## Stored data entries
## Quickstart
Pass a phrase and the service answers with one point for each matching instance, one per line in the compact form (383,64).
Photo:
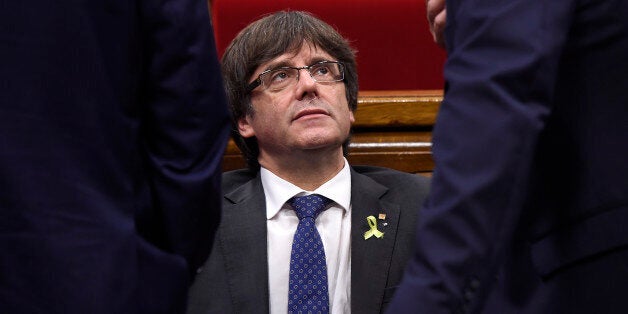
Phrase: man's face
(302,117)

## EXERCISE PROMPT
Your task is a word-for-word transcription of the entries, leaving out all pictures.

## EXERCISE OUTPUT
## Quickstart
Pass a phrase and the service answers with one point for each matching instance, one per line in the compact form (383,64).
Photo:
Phrase: man's face
(302,117)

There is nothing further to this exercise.